DOCUMENT PASSAGE:
On 5 May 2006 the applicant returned to Cyprus but was refused entry. The applicant submitted that the immigration authorities at the airport had refused to let him enter into the country despite the fact that he had had a visa from the Cypriot Embassy in the United Kingdom and that his wife and friends had been at the airport waiting for him. He stated that the immigration authorities had claimed that he had married his wife in order to acquire a visa, that they had detained him and then made him buy a ticket for the United Kingdom where he had to return.

The applicant stated that on 7 May 2006 he had contacted the Cypriot embassy in the United Kingdom and that they had informed him that they had forwarded his case to the immigration authorities in Cyprus.

By letter dated 12 March 2007 the Government informed the Court that on 18 December 2006 the applicant’s wife had withdrawn the divorce petition before the Family Court.

B.  Relevant domestic law

The admission, residence and expulsion of aliens are regulated by the Aliens and Immigration Law of 1959 (Cap. 105, as amended).

Under section 6 (1) of the above Law a person is not permitted to enter the Republic if he is a “prohibited immigrant” which includes, inter alia, any person who enters or resides contrary to any prohibition, condition, restriction or limitation contained in this Law or in any permit granted or issued under this Law (sections 6 (1) (k) and (m)). A “prohibited immigrant” can be ordered to leave the Republic under section 13 of the same Law. Furthermore, under section 7A (introduced by Law 22(1)/2001), if the immigration authorities ascertain that an alien has contracted a sham marriage, then they can, inter alia, prohibit the alien in question to remain in the Republic, annul or refrain from renewing that alien’s residence permit and order his or her expulsion in accordance with the provisions of the Law (section 14). In order to ascertain whether a particular marriage is a sham, provision is made in section 7A (2) for the immigration authorities to conduct interviews of the spouses, together or separately, or of any person who is in a position to give them information in this regard. Factors that are considered as indicating that a marriage is sham include the fact that a couple do not live under the same roof, the fact that there is no appropriate contribution to marital obligations and contradictory declarations by the spouses concerning, inter alia, important information of a personal nature (section 7A (3)).

TASK LIST:
1. According to the case excerpt, on what date did the applicant's wife withdraw her divorce petition before the Family Court?
2. Turn the paragraph of the case excerpt that begins "Under section 6 (1) of the above Law" into a bulleted list, keeping its main facts.
The entries below are not needed for this work.

DATA RECORDS:
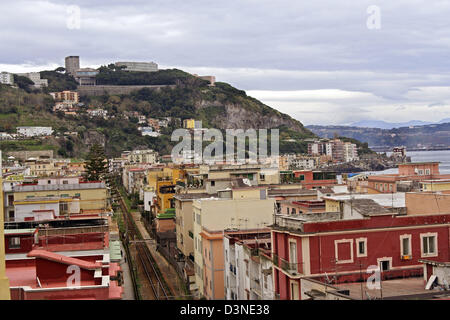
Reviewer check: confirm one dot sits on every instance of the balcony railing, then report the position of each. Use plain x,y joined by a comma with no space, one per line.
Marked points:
293,268
255,286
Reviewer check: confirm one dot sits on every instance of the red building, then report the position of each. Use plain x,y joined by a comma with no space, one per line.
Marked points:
315,179
342,250
46,275
409,174
42,260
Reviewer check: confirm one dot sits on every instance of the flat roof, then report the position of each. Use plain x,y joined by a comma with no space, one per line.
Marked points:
436,181
19,231
396,200
415,163
391,288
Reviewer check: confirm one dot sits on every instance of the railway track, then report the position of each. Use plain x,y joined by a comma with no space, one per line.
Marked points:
145,257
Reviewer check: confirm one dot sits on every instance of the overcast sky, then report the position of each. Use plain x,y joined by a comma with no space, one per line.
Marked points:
322,62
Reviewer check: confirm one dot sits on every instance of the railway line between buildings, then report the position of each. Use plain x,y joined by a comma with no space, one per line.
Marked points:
152,274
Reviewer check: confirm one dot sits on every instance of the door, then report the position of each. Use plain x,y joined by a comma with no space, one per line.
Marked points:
295,294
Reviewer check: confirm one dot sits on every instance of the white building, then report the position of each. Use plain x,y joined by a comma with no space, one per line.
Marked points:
149,195
7,78
350,152
248,266
36,78
148,131
143,156
138,66
34,131
303,163
44,208
102,113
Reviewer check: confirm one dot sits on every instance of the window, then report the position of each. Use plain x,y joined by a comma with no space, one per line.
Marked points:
14,243
63,207
384,265
292,251
361,247
405,245
343,250
294,290
429,244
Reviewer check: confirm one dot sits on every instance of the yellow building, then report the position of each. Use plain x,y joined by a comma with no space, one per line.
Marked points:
4,282
189,124
165,190
436,185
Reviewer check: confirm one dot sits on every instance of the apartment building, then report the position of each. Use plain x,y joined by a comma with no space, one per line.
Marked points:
36,78
138,66
248,265
34,131
63,196
238,208
66,96
6,78
184,221
332,250
72,64
143,156
4,282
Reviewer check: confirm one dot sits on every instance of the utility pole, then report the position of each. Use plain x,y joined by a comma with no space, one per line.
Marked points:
362,280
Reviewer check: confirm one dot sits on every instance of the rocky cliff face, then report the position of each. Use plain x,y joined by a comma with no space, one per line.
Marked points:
245,116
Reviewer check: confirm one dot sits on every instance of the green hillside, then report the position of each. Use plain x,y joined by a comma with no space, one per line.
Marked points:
221,106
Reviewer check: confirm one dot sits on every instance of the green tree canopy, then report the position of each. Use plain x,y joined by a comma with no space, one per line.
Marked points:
96,164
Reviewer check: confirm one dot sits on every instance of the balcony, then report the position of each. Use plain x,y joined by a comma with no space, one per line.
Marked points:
292,268
255,286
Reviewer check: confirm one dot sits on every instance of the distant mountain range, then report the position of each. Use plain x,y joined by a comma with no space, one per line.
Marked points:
430,136
391,125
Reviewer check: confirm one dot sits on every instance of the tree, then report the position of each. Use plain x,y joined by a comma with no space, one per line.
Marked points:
96,164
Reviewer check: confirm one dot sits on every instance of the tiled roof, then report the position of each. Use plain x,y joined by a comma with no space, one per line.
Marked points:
51,256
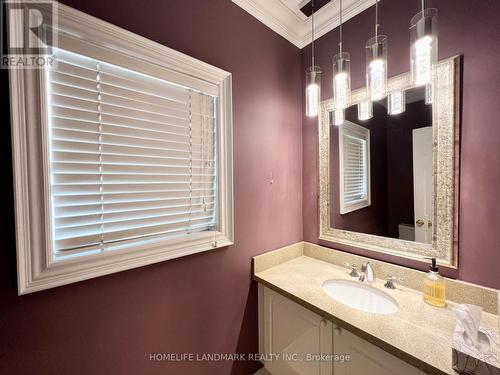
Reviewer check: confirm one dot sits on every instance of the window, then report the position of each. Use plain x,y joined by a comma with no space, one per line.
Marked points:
354,167
136,162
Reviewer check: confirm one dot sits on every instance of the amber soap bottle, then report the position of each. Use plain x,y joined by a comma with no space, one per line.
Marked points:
434,286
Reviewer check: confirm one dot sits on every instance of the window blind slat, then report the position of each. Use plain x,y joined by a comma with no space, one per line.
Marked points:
132,156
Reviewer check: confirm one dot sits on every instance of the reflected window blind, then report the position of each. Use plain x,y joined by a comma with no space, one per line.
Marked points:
354,169
132,156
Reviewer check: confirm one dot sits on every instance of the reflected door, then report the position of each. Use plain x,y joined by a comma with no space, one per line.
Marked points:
423,183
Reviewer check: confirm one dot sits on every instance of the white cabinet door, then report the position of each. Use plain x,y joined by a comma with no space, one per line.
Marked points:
423,182
291,334
366,358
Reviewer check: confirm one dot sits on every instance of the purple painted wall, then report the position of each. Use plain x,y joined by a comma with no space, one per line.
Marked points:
468,28
200,303
400,208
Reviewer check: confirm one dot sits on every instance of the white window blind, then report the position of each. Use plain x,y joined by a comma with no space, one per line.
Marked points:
354,167
132,157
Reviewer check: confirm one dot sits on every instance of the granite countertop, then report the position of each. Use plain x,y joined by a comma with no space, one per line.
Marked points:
418,333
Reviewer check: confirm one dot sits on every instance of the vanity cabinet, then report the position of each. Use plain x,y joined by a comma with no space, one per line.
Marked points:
292,339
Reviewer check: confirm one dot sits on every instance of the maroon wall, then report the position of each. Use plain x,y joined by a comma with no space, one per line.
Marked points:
468,28
400,208
199,303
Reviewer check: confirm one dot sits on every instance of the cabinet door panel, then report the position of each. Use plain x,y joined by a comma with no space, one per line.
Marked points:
366,358
291,335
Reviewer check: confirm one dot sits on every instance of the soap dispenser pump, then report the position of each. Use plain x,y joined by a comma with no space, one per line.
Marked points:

RESPONSE LIST:
1. 18 December 2006.

2.
- Under section 6(1), a "prohibited immigrant" may not enter the Republic. This includes anyone who enters or resides contrary to any prohibition, condition, restriction or limitation in the Law or in a permit issued under it (sections 6(1)(k) and (m)).
- Under section 13, a prohibited immigrant can be ordered to leave the Republic.
- Under section 7A, introduced by Law 22(1)/2001, if the immigration authorities ascertain that an alien has contracted a sham marriage, they can, among other measures:
  - prohibit the alien from remaining in the Republic
  - annul the alien's residence permit or refrain from renewing it
  - order the alien's expulsion under section 14
- Under section 7A(2), to determine whether a marriage is a sham, the authorities may interview the spouses, together or separately, or anyone able to give relevant information.
- Under section 7A(3), factors indicating a sham marriage include:
  - the couple not living under the same roof
  - no appropriate contribution to marital obligations
  - contradictory declarations by the spouses, including on important personal information